Aim of the exercise:
Write only the number of lines in the entries that hold the string "beach".

Saved data entries:
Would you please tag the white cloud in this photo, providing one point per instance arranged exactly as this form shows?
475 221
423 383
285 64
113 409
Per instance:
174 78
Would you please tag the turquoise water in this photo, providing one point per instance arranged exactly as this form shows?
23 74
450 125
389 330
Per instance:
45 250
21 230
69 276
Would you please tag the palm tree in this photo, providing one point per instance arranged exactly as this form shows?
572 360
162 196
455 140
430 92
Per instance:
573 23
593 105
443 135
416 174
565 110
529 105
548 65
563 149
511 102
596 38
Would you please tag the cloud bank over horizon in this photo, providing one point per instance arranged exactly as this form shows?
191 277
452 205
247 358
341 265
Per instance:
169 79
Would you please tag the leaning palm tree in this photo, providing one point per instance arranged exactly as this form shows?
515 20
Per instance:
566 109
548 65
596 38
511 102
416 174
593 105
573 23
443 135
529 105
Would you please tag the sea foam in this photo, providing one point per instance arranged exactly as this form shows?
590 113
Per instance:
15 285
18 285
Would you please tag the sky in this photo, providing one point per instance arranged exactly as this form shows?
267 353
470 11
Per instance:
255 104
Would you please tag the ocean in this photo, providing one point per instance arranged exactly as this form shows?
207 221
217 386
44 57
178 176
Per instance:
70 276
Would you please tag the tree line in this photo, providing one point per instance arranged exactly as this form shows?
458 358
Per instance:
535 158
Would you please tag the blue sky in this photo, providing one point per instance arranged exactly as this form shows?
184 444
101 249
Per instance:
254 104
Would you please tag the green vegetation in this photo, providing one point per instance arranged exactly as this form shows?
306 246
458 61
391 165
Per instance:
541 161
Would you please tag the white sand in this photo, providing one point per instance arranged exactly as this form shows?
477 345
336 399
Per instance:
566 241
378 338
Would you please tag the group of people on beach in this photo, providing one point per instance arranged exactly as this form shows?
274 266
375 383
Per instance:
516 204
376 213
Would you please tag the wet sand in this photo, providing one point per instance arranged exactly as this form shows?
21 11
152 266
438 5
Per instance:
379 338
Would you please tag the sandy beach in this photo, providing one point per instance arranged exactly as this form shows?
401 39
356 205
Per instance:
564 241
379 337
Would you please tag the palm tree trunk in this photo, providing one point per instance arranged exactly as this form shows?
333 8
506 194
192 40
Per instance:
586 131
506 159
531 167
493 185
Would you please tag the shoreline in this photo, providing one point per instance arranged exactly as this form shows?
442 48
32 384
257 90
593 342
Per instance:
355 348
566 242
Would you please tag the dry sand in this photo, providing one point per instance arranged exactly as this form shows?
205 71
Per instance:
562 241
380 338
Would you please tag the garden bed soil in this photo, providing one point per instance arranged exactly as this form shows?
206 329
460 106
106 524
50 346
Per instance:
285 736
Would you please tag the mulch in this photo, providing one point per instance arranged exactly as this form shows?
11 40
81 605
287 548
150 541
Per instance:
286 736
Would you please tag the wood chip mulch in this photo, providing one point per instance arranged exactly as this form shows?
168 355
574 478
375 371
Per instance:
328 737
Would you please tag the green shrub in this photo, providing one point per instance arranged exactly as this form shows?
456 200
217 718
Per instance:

Written solution:
2